REQUIRED WORK: Return the line that contains "Target: building roof" plus every line after it to the end of the entries below, exactly as given, and stop there.

(Point localization data)
──────

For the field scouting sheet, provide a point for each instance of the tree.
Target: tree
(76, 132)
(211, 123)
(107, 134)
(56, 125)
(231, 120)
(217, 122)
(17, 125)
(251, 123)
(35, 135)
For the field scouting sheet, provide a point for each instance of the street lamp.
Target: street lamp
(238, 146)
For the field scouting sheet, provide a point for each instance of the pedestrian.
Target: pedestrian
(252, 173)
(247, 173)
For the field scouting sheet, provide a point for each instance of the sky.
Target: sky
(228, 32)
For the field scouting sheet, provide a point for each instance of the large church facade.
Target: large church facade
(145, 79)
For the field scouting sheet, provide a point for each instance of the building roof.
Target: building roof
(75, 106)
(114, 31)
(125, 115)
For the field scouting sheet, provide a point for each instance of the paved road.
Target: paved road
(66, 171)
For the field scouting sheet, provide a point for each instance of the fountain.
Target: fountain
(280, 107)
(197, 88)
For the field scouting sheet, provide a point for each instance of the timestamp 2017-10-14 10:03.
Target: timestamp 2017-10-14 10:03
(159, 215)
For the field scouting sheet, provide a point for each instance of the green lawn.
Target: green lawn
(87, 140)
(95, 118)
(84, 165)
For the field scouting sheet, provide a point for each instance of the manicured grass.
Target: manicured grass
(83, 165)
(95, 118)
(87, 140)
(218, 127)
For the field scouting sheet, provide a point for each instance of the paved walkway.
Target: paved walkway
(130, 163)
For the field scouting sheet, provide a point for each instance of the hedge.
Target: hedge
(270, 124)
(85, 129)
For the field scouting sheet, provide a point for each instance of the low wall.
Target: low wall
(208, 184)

──────

EXERCISE RESULT:
Target: building roof
(75, 106)
(114, 31)
(125, 115)
For the field scouting sheet, provide a point for each instance of the paved road.
Target: paved road
(66, 171)
For the field scouting sheet, provide a point for each instance of the fountain.
Target: fountain
(280, 107)
(197, 88)
For the field scouting sheet, provide a point for each instance of the timestamp 2017-10-14 10:03.
Target: timestamp 2017-10-14 10:03
(159, 215)
For the field scouting sheet, provide a point for each instance of the green lawn.
Target: green lawn
(87, 140)
(95, 118)
(84, 165)
For the field scouting sheet, provide a point for each instance of the manicured grass.
Target: manicured grass
(83, 165)
(95, 118)
(87, 140)
(218, 127)
For the field scouting sheet, provide a point for each instance of the paved walkway.
Target: paved walkway
(130, 163)
For the field scouting sheet, provide a point for each instance of the hedge.
Target: hedge
(270, 124)
(85, 129)
For the field scouting sheet, provide a point for each instance of the low wall.
Target: low wall
(208, 184)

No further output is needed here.